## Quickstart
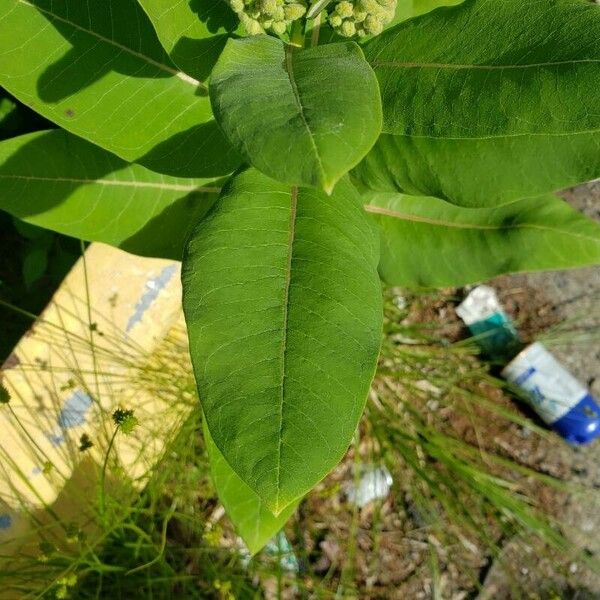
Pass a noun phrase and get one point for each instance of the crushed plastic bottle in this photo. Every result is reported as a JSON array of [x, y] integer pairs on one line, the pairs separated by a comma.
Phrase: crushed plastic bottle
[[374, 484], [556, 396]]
######
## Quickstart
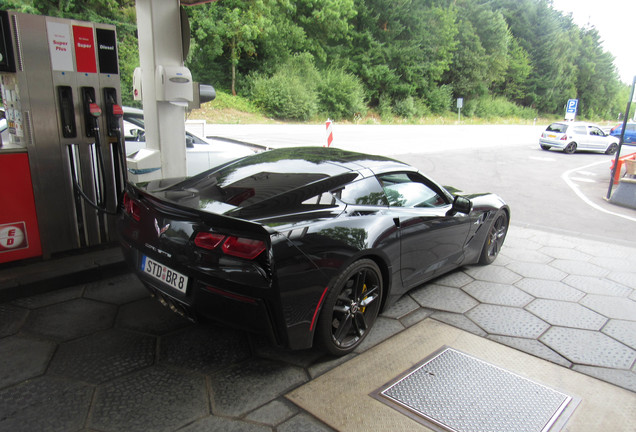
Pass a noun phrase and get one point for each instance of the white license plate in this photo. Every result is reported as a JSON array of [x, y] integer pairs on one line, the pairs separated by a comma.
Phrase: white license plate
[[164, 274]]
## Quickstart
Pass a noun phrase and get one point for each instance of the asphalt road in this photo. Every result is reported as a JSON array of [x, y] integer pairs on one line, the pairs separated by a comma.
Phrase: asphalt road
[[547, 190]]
######
■ **Set exercise**
Show each line of the material above that contains the word "crushed".

■ **Answer to this exercise**
Pass a noun phrase and get one point for each instance of the crushed plastic bottle in this photo. Every result is reported as a JSON array of [x, y] integer pairs on one line, the pairs separated by a comma.
Phrase: crushed plastic bottle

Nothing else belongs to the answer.